Segment Open
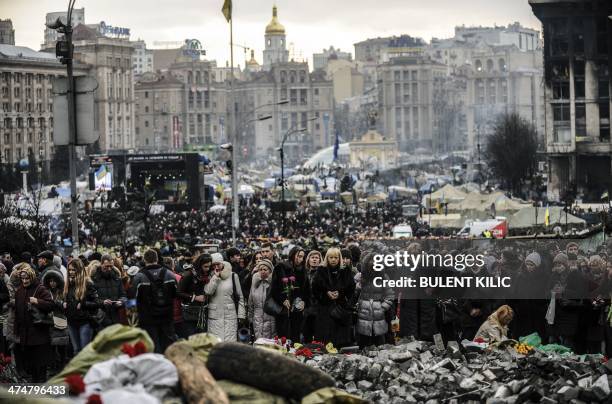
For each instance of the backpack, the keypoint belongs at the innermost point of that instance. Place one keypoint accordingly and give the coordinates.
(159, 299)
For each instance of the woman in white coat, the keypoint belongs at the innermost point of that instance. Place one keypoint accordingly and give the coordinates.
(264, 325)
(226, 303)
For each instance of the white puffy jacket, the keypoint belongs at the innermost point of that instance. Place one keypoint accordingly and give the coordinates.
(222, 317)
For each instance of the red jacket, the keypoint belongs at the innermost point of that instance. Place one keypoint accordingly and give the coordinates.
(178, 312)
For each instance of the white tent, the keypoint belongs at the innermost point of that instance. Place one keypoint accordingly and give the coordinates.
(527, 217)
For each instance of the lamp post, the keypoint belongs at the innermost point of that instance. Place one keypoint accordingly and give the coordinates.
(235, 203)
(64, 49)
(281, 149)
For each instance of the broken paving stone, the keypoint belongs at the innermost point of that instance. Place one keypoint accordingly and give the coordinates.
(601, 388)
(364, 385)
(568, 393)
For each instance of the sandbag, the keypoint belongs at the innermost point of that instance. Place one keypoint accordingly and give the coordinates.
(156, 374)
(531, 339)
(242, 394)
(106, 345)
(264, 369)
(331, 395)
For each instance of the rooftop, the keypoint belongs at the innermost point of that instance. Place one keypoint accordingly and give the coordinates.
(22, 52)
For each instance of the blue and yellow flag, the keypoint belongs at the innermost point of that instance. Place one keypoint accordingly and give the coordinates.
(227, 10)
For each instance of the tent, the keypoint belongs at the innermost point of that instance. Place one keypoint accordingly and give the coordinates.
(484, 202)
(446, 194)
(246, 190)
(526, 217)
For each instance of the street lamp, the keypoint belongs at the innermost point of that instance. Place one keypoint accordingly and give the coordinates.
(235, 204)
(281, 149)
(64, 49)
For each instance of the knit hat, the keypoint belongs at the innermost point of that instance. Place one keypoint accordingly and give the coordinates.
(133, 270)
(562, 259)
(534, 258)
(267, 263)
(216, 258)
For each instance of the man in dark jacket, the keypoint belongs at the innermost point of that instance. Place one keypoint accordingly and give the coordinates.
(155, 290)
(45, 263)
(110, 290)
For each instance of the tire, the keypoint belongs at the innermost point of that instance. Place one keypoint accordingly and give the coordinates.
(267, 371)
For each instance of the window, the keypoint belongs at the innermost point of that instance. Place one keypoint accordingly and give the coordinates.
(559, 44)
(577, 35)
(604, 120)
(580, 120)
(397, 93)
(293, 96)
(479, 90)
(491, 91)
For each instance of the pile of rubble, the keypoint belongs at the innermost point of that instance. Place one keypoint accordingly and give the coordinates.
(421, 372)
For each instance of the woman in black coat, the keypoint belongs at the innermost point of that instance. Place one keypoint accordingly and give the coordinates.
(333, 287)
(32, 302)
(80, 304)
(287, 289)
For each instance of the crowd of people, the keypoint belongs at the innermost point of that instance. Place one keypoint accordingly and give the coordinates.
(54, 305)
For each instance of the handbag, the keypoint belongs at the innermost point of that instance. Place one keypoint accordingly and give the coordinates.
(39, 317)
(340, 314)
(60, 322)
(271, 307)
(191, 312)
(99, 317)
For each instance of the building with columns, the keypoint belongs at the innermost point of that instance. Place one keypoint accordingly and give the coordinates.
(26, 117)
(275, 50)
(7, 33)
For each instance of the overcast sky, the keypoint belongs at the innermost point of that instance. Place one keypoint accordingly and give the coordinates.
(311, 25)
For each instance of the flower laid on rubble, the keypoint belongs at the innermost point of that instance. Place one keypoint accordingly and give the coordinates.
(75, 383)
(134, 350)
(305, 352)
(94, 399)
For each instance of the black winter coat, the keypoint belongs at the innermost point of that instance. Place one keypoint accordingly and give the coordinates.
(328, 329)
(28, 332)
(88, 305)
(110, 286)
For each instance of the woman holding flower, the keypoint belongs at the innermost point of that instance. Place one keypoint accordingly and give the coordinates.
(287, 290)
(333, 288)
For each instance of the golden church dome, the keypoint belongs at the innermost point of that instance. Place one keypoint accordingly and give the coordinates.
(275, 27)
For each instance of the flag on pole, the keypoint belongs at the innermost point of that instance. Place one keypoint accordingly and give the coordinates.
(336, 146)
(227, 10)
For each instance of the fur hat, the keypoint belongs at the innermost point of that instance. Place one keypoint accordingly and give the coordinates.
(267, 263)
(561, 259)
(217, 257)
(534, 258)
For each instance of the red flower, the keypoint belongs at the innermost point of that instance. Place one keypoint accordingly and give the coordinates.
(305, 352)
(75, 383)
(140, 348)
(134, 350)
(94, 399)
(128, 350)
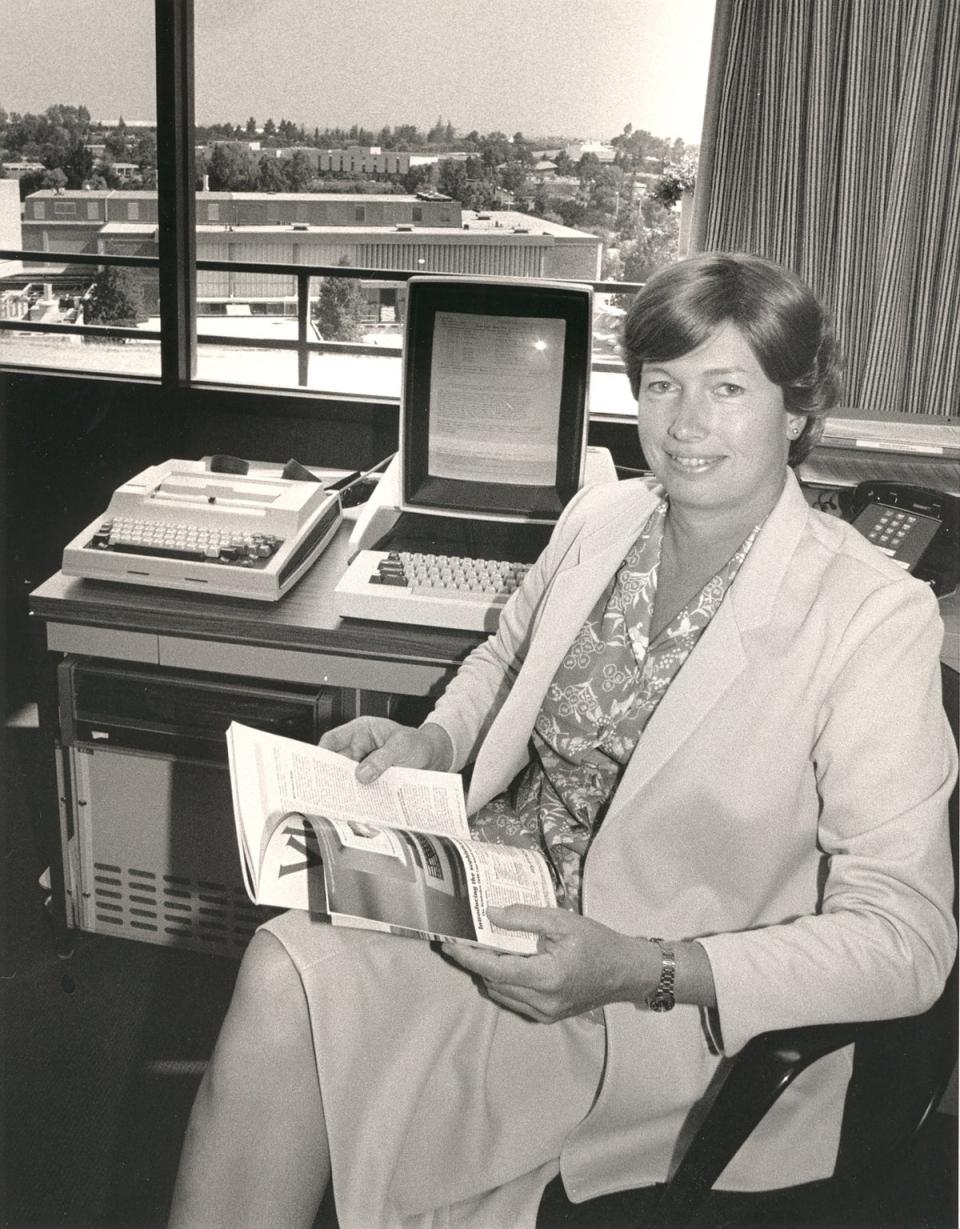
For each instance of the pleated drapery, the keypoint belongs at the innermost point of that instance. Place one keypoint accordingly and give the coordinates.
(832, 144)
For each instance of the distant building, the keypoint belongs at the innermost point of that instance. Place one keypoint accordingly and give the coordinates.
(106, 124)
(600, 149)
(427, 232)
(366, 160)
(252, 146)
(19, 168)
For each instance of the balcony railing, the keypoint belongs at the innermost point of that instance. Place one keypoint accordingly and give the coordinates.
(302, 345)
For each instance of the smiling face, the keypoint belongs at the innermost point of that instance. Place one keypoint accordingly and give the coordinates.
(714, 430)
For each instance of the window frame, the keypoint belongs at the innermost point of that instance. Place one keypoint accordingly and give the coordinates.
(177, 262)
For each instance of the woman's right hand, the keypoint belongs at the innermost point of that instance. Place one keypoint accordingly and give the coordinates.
Segment Closed
→ **What you have to do**: All the lines above are to be reproduced exactly, except the pictures.

→ **The answer**:
For each instance of the backpack, the keypoint belongs at the innermost point of that instance. Place one keypoint accordingly and give the coordinates.
(159, 299)
For each instance of the woman in white coat, the keypoint belongs at the innermost point of that instance. Place one keypoint accordingly and give the coordinates.
(264, 325)
(226, 303)
For each instance of the white puffy jacket, the keypoint belongs at the innermost point of that instance. Place one keypoint accordingly and give the coordinates.
(222, 317)
For each instance of the red jacket, the keypoint belongs at the innermost point of that instance. Place one keypoint accordingly and give the coordinates.
(178, 312)
For each instance of the white tent, the keypoint belongs at the innermost point of that instance. Place one keypoint accordingly and give the coordinates.
(527, 217)
For each instance of the lamp post, the keypoint belongs at the innermost point of that instance. Place one keypoint accordingly and give the coordinates.
(235, 203)
(64, 49)
(281, 149)
For each instance of the broken paving stone, the keypoint belongs at the innermost point of that instance. Place one keypoint accordingly and give the coordinates.
(601, 388)
(364, 385)
(568, 393)
For each instance of the sandbag, the keypoint belongs at the innermost point of that instance. Place one keypoint accordingly and give the coordinates.
(156, 374)
(531, 339)
(242, 394)
(106, 345)
(264, 369)
(331, 395)
For each instance of the rooftop, the keypoint belongs at the innermost point of that instance. Place one keypoint accordingly and give the coordinates.
(22, 52)
For each instance of the blue and yellow flag, the keypoint belongs at the innermost point of that instance. Place one keypoint accordingly and give the coordinates.
(227, 10)
For each instance of the tent, the keypoint belongs at the innermost point of that instance. Place one keypoint accordingly and give the coordinates.
(484, 202)
(446, 194)
(246, 190)
(526, 217)
For each instance of the street lamp, the keypoint belongs at the innermost point of that instance. Place one keypoint accordingly and give the coordinates.
(235, 204)
(281, 149)
(64, 49)
For each instance of the knit hat, the keypoint belongs at the innermost point of that instance. Place one keypoint accordingly and give the coordinates.
(133, 270)
(562, 259)
(534, 258)
(267, 263)
(216, 258)
For each instance of the man in dark jacket, the keypoint belongs at the innermost point of that instance. Place one keypoint accordingly and give the coordinates.
(155, 290)
(45, 263)
(110, 290)
For each instance of the tire, the keypoint belongs at the innermost point of that instance. Place one keypoint accordingly and give the coordinates.
(267, 371)
For each instance of the window, the keypoint belongs at the innermost point of that instance. Place one keypoint accordingly and give the coordinates.
(559, 44)
(577, 35)
(604, 120)
(580, 120)
(397, 93)
(293, 96)
(479, 90)
(491, 91)
For each instance of the pile of rubble, the keypoint belongs at the innermost point of that instance. Place one keypoint accordingly and give the coordinates.
(421, 372)
For each instance of the woman in black coat, the keypoint belongs at the innermost point of that instance. Place one keypoint accordingly and give the coordinates.
(333, 287)
(32, 302)
(80, 304)
(287, 289)
For each instance of the crowd of people, the keypoint belongs at the innermost point of that instance. Place one keypoint accordingly and give the coordinates.
(54, 305)
For each instance of the handbag, the keypoint belongs at the innermost point of that instance. Place one keypoint accordingly and give the coordinates.
(39, 317)
(340, 314)
(60, 322)
(271, 307)
(191, 312)
(99, 317)
For each instance of the building with columns, the keypoint belongs at the innermost point of that instance. Place one keypoint accordingly and give the coordinates.
(26, 117)
(275, 50)
(7, 33)
For each instance of the overcast sky, the keypoint belongs at the innermost point of that instance. Place one keypoint accordingly and give the coordinates.
(311, 25)
For each instance of the flower laid on rubble, the keypoint belongs at the innermost point of that instance. Place one keypoint accordingly and give the coordinates.
(75, 383)
(134, 350)
(305, 352)
(94, 399)
For each instance of the black winter coat, the keypoint belongs at the innermost point of that instance. Place one keypoint accordingly and give the coordinates.
(328, 329)
(28, 332)
(88, 305)
(110, 286)
For each instance of the woman holding flower, the keypoint belongs at the innermost point of that instance. Place one keypoint accordingly and give the coordinates.
(287, 290)
(333, 288)
For each instance of the golden church dome, the keypoint belongs at the innermost point of that instance. Place one keypoint accordingly and give the coordinates.
(275, 27)
For each instance of the flag on pole, the keypoint belongs at the innermost point of that instance. Place one keypoint accordingly and give the coordinates.
(336, 146)
(227, 10)
For each instance of the fur hat, the keypoint belongs at the innermost point of that instance. Place one keypoint accordingly and give the coordinates.
(267, 263)
(561, 259)
(217, 257)
(534, 258)
For each instance of the red flower, the keypoint belongs at the innermost point of that instance. Place one keypoint accordingly and give the coordinates.
(305, 352)
(75, 383)
(140, 348)
(134, 350)
(94, 399)
(128, 350)
For each instance of the pleated drapery, the keypoint belongs at the innermost point of that instance. Place one keypoint accordingly and give the coordinates.
(832, 144)
For each instance of the distant building, the keypoint belongs at the innermost point of that instance. Place one keypoint accordingly and give the coordinates.
(106, 124)
(600, 149)
(427, 232)
(366, 160)
(252, 146)
(19, 168)
For each instance of the balcony railing, the keypoint belongs at the innermost point of that instance. Place one keypoint accordingly and give the coordinates.
(302, 345)
For each instance of the smiling face, the keypoint belongs at the innermost point of that instance. Place one keypoint accordingly and give the coordinates.
(714, 430)
For each instance of the window frame, the keypoint belongs at the innermost point of that instance. Place one keypoint accordingly and give the coordinates.
(177, 262)
For each instance of the woman's right hand, the keypoint belongs at the innermost point of that instance. Place one keypoint accordingly and give the coordinates.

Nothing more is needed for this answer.